Pointing data items:
————
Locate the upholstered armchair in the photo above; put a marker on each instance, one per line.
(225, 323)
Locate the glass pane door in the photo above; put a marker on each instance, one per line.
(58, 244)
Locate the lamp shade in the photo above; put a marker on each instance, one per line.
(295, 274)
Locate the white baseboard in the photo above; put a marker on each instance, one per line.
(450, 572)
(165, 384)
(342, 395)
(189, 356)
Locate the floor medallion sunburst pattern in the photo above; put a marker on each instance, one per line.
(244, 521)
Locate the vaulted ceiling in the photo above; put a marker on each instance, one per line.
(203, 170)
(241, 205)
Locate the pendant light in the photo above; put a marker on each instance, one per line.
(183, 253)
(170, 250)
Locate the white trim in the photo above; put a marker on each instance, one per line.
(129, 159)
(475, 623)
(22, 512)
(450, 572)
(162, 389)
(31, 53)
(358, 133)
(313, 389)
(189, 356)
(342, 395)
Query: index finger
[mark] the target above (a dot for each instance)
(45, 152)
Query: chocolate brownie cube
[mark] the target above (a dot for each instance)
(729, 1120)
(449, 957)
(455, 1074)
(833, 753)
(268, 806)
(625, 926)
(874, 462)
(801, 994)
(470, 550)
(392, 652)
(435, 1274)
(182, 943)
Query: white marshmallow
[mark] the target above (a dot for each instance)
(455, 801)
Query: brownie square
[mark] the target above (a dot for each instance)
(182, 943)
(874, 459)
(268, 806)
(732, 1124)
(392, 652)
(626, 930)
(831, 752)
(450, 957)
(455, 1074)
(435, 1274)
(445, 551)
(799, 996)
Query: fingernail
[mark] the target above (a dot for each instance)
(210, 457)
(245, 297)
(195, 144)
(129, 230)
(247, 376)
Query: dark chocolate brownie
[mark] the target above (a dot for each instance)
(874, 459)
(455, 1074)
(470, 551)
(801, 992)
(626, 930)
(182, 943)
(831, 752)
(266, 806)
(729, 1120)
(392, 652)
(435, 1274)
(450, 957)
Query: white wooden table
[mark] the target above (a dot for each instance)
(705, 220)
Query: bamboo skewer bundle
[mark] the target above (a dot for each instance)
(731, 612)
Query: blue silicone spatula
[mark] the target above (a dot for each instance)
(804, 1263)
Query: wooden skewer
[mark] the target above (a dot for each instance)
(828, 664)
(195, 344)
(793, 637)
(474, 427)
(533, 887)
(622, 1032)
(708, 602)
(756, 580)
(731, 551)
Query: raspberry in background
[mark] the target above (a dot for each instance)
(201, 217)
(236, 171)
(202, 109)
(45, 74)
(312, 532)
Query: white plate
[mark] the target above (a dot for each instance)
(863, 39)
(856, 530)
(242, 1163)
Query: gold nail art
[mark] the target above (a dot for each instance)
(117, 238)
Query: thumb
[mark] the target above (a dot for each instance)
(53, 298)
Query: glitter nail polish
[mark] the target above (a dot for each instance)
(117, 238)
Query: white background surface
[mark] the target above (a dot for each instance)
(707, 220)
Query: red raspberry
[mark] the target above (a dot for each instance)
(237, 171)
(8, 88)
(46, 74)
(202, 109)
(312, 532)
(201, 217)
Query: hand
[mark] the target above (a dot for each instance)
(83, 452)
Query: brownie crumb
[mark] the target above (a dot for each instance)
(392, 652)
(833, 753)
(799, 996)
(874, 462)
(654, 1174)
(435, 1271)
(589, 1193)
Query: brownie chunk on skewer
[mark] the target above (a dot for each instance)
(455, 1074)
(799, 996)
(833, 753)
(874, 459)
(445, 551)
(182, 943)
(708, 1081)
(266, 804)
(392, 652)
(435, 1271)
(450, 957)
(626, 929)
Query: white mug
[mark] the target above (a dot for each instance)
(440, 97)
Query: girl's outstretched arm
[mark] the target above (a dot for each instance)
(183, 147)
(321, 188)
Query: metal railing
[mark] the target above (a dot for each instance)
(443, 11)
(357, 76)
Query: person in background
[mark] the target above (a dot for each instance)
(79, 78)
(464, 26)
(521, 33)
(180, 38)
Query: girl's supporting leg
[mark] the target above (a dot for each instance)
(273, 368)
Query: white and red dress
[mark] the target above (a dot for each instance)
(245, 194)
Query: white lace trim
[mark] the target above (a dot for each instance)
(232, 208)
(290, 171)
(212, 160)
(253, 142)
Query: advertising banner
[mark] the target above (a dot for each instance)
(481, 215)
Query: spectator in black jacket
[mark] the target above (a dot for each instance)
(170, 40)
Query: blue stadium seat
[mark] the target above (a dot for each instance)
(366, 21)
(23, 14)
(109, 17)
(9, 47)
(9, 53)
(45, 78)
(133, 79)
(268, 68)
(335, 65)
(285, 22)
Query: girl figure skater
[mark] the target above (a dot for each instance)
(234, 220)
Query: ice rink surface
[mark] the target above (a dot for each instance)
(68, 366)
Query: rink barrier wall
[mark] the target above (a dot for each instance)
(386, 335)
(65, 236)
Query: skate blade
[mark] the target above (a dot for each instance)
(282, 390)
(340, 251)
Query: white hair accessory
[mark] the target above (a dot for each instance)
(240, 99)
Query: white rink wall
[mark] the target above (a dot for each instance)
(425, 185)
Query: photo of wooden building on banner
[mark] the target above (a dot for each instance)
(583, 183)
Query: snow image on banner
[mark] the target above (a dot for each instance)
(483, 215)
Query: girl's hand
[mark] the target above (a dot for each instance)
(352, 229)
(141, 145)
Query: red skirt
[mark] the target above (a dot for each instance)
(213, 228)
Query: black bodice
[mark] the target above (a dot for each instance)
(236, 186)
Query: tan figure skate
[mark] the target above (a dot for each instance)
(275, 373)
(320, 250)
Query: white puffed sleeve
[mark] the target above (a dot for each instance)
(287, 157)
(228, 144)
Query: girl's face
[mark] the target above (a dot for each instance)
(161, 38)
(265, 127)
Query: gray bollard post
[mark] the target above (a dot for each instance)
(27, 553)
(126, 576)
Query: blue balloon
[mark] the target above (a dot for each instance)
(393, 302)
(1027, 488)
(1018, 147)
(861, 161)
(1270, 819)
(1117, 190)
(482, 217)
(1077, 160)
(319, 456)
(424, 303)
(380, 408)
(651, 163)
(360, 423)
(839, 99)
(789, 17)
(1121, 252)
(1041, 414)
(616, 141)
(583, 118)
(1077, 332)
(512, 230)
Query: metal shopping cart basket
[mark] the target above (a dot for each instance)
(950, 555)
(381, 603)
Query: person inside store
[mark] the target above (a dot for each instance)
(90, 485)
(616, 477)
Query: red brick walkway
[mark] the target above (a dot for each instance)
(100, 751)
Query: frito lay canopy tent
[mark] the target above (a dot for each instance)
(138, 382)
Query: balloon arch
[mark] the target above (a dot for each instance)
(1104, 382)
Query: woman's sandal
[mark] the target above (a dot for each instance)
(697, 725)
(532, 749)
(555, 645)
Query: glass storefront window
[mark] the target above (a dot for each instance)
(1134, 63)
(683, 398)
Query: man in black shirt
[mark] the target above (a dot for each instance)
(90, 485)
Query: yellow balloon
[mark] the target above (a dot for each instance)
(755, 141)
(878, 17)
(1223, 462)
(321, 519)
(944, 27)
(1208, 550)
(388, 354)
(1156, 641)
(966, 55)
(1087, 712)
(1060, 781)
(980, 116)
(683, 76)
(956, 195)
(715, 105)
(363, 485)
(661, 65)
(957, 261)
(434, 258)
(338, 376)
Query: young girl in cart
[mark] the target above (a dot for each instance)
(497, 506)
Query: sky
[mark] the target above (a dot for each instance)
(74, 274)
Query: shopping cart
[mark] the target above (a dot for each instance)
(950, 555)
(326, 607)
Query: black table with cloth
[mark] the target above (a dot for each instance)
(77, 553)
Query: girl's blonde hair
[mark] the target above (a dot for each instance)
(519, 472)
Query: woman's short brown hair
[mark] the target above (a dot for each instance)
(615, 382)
————
◆ **Stated goal**:
Lay out every line of the items above as a Markdown table with the columns "Row" and "Line," numbering each row and leaving out blank lines.

◆ **Completed task**:
| Row | Line |
|---|---|
| 1 | Locate the upholstered armchair in the photo above; put a marker on each instance, one per line. |
| 2 | (225, 323) |
| 3 | Locate the glass pane door in the photo above; put a marker on each instance, one per line. |
| 4 | (58, 244) |
| 5 | Locate the lamp shade in the photo above; put a marker on each instance, one per line. |
| 6 | (295, 274) |
| 7 | Locate the white baseboard in the photo above; put a marker on each instance, one per line. |
| 8 | (450, 572) |
| 9 | (165, 384) |
| 10 | (342, 395) |
| 11 | (189, 356) |
| 12 | Locate the floor medallion sunburst pattern in the photo above; put a marker on each instance, one per line. |
| 13 | (244, 521) |
| 14 | Locate the vaulted ceiling in the photo above; put a marker on each instance, one per line. |
| 15 | (203, 170) |
| 16 | (241, 205) |
| 17 | Locate the pendant light in the photo above; put a marker on each instance, one per line. |
| 18 | (183, 253) |
| 19 | (170, 250) |
| 20 | Locate the white trim in the photo above; put a marker on each instance, one per line. |
| 21 | (129, 159) |
| 22 | (475, 623) |
| 23 | (22, 512) |
| 24 | (450, 572) |
| 25 | (162, 389) |
| 26 | (31, 53) |
| 27 | (358, 133) |
| 28 | (313, 389) |
| 29 | (189, 356) |
| 30 | (342, 395) |
| 31 | Query: index finger |
| 32 | [mark] the target above (a dot for each instance) |
| 33 | (45, 152) |
| 34 | Query: chocolate brownie cube |
| 35 | [mark] the target above (a dot for each instance) |
| 36 | (729, 1120) |
| 37 | (449, 957) |
| 38 | (455, 1074) |
| 39 | (833, 753) |
| 40 | (268, 806) |
| 41 | (625, 926) |
| 42 | (874, 462) |
| 43 | (801, 994) |
| 44 | (470, 550) |
| 45 | (392, 652) |
| 46 | (435, 1274) |
| 47 | (182, 943) |
| 48 | Query: white marshmallow |
| 49 | [mark] the target above (a dot for each instance) |
| 50 | (455, 801) |
| 51 | Query: brownie square |
| 52 | [mark] the target above (a dot for each instance) |
| 53 | (182, 943) |
| 54 | (874, 459) |
| 55 | (268, 806) |
| 56 | (732, 1124) |
| 57 | (392, 652) |
| 58 | (626, 930) |
| 59 | (831, 752) |
| 60 | (450, 957) |
| 61 | (455, 1074) |
| 62 | (435, 1274) |
| 63 | (445, 551) |
| 64 | (799, 996) |
| 65 | Query: fingernail |
| 66 | [mark] the target above (a dot for each instance) |
| 67 | (210, 457) |
| 68 | (245, 297) |
| 69 | (195, 144) |
| 70 | (129, 230) |
| 71 | (247, 376) |
| 72 | Query: dark chocolate brownie |
| 73 | [mark] the target above (a dot for each instance) |
| 74 | (874, 459) |
| 75 | (455, 1074) |
| 76 | (470, 551) |
| 77 | (801, 992) |
| 78 | (626, 930) |
| 79 | (182, 943) |
| 80 | (831, 752) |
| 81 | (266, 806) |
| 82 | (729, 1120) |
| 83 | (392, 652) |
| 84 | (435, 1274) |
| 85 | (450, 957) |
| 86 | Query: white wooden table |
| 87 | [mark] the target above (a dot for each instance) |
| 88 | (705, 220) |
| 89 | Query: bamboo skewer bundle |
| 90 | [mark] the target above (a dot for each instance) |
| 91 | (731, 612) |
| 92 | Query: blue silicone spatula |
| 93 | [mark] the target above (a dot for each instance) |
| 94 | (804, 1263) |
| 95 | Query: wooden skewer |
| 96 | [mark] the target above (a dot for each instance) |
| 97 | (828, 664) |
| 98 | (195, 344) |
| 99 | (793, 637) |
| 100 | (474, 427) |
| 101 | (533, 887) |
| 102 | (622, 1032) |
| 103 | (708, 602) |
| 104 | (756, 580) |
| 105 | (731, 551) |
| 106 | Query: raspberry in background |
| 107 | [mark] the target above (a dot for each instance) |
| 108 | (201, 217) |
| 109 | (236, 171) |
| 110 | (202, 109) |
| 111 | (45, 74) |
| 112 | (312, 532) |
| 113 | Query: white plate |
| 114 | [mark] the target above (a dot for each instance) |
| 115 | (863, 39) |
| 116 | (856, 530) |
| 117 | (242, 1163) |
| 118 | Query: gold nail art |
| 119 | [mark] the target above (a dot for each instance) |
| 120 | (117, 238) |
| 121 | Query: thumb |
| 122 | [mark] the target above (a dot for each instance) |
| 123 | (53, 298) |
| 124 | Query: glitter nail polish |
| 125 | [mark] the target above (a dot for each instance) |
| 126 | (117, 238) |
| 127 | Query: white background surface |
| 128 | [mark] the target above (a dot for each instance) |
| 129 | (707, 220) |
| 130 | Query: red raspberry |
| 131 | [mark] the target above (a dot for each instance) |
| 132 | (237, 171) |
| 133 | (8, 88) |
| 134 | (46, 74) |
| 135 | (202, 109) |
| 136 | (312, 532) |
| 137 | (201, 217) |
| 138 | Query: hand |
| 139 | [mark] the target above (a dot for each instance) |
| 140 | (83, 452) |
| 141 | Query: brownie crumb |
| 142 | [mark] the target above (a dot for each instance) |
| 143 | (392, 652) |
| 144 | (833, 753) |
| 145 | (799, 996) |
| 146 | (874, 462) |
| 147 | (654, 1174) |
| 148 | (435, 1271) |
| 149 | (589, 1193) |
| 150 | Query: brownie chunk on skewer |
| 151 | [mark] the target above (a dot for each instance) |
| 152 | (455, 1074) |
| 153 | (799, 996) |
| 154 | (833, 753) |
| 155 | (874, 459) |
| 156 | (445, 551) |
| 157 | (182, 943) |
| 158 | (708, 1081) |
| 159 | (266, 804) |
| 160 | (392, 652) |
| 161 | (435, 1271) |
| 162 | (450, 957) |
| 163 | (626, 929) |
| 164 | Query: white mug |
| 165 | [mark] the target above (a dot for each instance) |
| 166 | (440, 97) |
| 167 | Query: girl's outstretched arm |
| 168 | [mark] the target above (a dot for each instance) |
| 169 | (183, 147) |
| 170 | (321, 188) |
| 171 | Query: metal railing |
| 172 | [mark] the target above (a dot for each instance) |
| 173 | (443, 11) |
| 174 | (357, 76) |
| 175 | Query: person in background |
| 176 | [mark] the target above (a dot for each instance) |
| 177 | (79, 78) |
| 178 | (464, 26) |
| 179 | (521, 33) |
| 180 | (180, 38) |
| 181 | Query: girl's supporting leg |
| 182 | [mark] the target above (a dot for each instance) |
| 183 | (273, 368) |
| 184 | Query: white and red dress |
| 185 | [mark] the target above (a dot for each instance) |
| 186 | (245, 194) |
| 187 | Query: white lace trim |
| 188 | [mark] the target above (a dot for each instance) |
| 189 | (232, 208) |
| 190 | (290, 171) |
| 191 | (212, 160) |
| 192 | (253, 142) |
| 193 | Query: advertising banner |
| 194 | [mark] the target above (a dot for each instance) |
| 195 | (481, 215) |
| 196 | Query: spectator in black jacket |
| 197 | [mark] the target above (a dot for each instance) |
| 198 | (170, 40) |
| 199 | Query: blue stadium seat |
| 200 | [mark] the target above (a dot for each instance) |
| 201 | (366, 21) |
| 202 | (23, 14) |
| 203 | (109, 17) |
| 204 | (9, 47) |
| 205 | (9, 53) |
| 206 | (45, 78) |
| 207 | (133, 79) |
| 208 | (268, 68) |
| 209 | (335, 65) |
| 210 | (285, 22) |
| 211 | Query: girl figure skater |
| 212 | [mark] the target above (a dot for each instance) |
| 213 | (234, 220) |
| 214 | Query: ice rink surface |
| 215 | [mark] the target above (a dot for each instance) |
| 216 | (68, 366) |
| 217 | Query: rink barrier wall |
| 218 | [mark] the target above (a dot for each instance) |
| 219 | (386, 335) |
| 220 | (65, 236) |
| 221 | Query: skate blade |
| 222 | [mark] the target above (a dot for each instance) |
| 223 | (282, 390) |
| 224 | (340, 251) |
| 225 | Query: white hair accessory |
| 226 | [mark] the target above (a dot for each instance) |
| 227 | (240, 99) |
| 228 | Query: white rink wall |
| 229 | [mark] the target above (a dot for each instance) |
| 230 | (425, 185) |
| 231 | Query: photo of wooden building on banner |
| 232 | [mark] the target above (a dot for each instance) |
| 233 | (583, 183) |
| 234 | Query: snow image on banner |
| 235 | [mark] the target above (a dot for each instance) |
| 236 | (483, 215) |
| 237 | Query: girl's hand |
| 238 | [mark] the target above (a dot for each instance) |
| 239 | (352, 229) |
| 240 | (141, 145) |
| 241 | Query: red skirt |
| 242 | [mark] the target above (a dot for each instance) |
| 243 | (213, 228) |
| 244 | Query: black bodice |
| 245 | [mark] the target above (a dot for each instance) |
| 246 | (236, 186) |
| 247 | Query: tan figure skate |
| 248 | [mark] the target above (a dot for each instance) |
| 249 | (275, 373) |
| 250 | (320, 250) |
| 251 | Query: white puffed sleeve |
| 252 | [mark] the target above (a dot for each instance) |
| 253 | (287, 157) |
| 254 | (228, 144) |
| 255 | Query: girl's face |
| 256 | [mark] the target above (a dot for each instance) |
| 257 | (161, 38) |
| 258 | (265, 127) |
| 259 | Query: gray bollard post |
| 260 | [mark] the target above (a dot for each instance) |
| 261 | (27, 553) |
| 262 | (126, 576) |
| 263 | Query: blue balloon |
| 264 | [mark] the target above (a dot for each instance) |
| 265 | (393, 302) |
| 266 | (1027, 488) |
| 267 | (1018, 147) |
| 268 | (861, 161) |
| 269 | (1270, 819) |
| 270 | (1117, 190) |
| 271 | (482, 217) |
| 272 | (1077, 160) |
| 273 | (319, 456) |
| 274 | (424, 303) |
| 275 | (380, 408) |
| 276 | (651, 163) |
| 277 | (360, 423) |
| 278 | (839, 99) |
| 279 | (789, 17) |
| 280 | (1121, 252) |
| 281 | (1041, 414) |
| 282 | (616, 141) |
| 283 | (583, 118) |
| 284 | (1077, 332) |
| 285 | (512, 230) |
| 286 | Query: metal shopping cart basket |
| 287 | [mark] the target above (a dot for each instance) |
| 288 | (950, 555) |
| 289 | (381, 603) |
| 290 | Query: person inside store |
| 291 | [mark] the target above (a dot for each instance) |
| 292 | (90, 485) |
| 293 | (616, 477) |
| 294 | Query: red brick walkway |
| 295 | [mark] the target above (a dot for each instance) |
| 296 | (100, 751) |
| 297 | Query: frito lay canopy tent |
| 298 | [mark] the target above (a dot for each instance) |
| 299 | (138, 382) |
| 300 | Query: balloon arch |
| 301 | [mark] the target above (a dot for each instance) |
| 302 | (1104, 382) |
| 303 | Query: woman's sandal |
| 304 | [mark] the target above (a dot for each instance) |
| 305 | (697, 725) |
| 306 | (532, 749) |
| 307 | (555, 645) |
| 308 | Query: glass storefront window |
| 309 | [mark] the target above (a dot for each instance) |
| 310 | (1134, 63) |
| 311 | (683, 398) |
| 312 | Query: man in black shirt |
| 313 | [mark] the target above (a dot for each instance) |
| 314 | (90, 485) |
| 315 | Query: yellow balloon |
| 316 | [mark] the target above (a dot for each instance) |
| 317 | (755, 141) |
| 318 | (878, 17) |
| 319 | (1223, 462) |
| 320 | (321, 519) |
| 321 | (944, 27) |
| 322 | (1208, 550) |
| 323 | (388, 354) |
| 324 | (1156, 641) |
| 325 | (966, 55) |
| 326 | (1087, 712) |
| 327 | (1060, 781) |
| 328 | (980, 116) |
| 329 | (683, 76) |
| 330 | (956, 195) |
| 331 | (715, 105) |
| 332 | (363, 485) |
| 333 | (661, 65) |
| 334 | (957, 261) |
| 335 | (434, 258) |
| 336 | (338, 376) |
| 337 | Query: young girl in cart |
| 338 | [mark] the target above (a dot for each instance) |
| 339 | (497, 506) |
| 340 | Query: sky |
| 341 | [mark] the target above (a dot for each instance) |
| 342 | (74, 274) |
| 343 | Query: shopping cart |
| 344 | [mark] the target above (a dot for each instance) |
| 345 | (950, 555) |
| 346 | (326, 607) |
| 347 | Query: black table with cloth |
| 348 | [mark] the target above (a dot for each instance) |
| 349 | (77, 553) |
| 350 | Query: girl's blonde hair |
| 351 | [mark] the target above (a dot for each instance) |
| 352 | (519, 472) |
| 353 | Query: woman's short brown hair |
| 354 | [mark] the target above (a dot for each instance) |
| 355 | (615, 382) |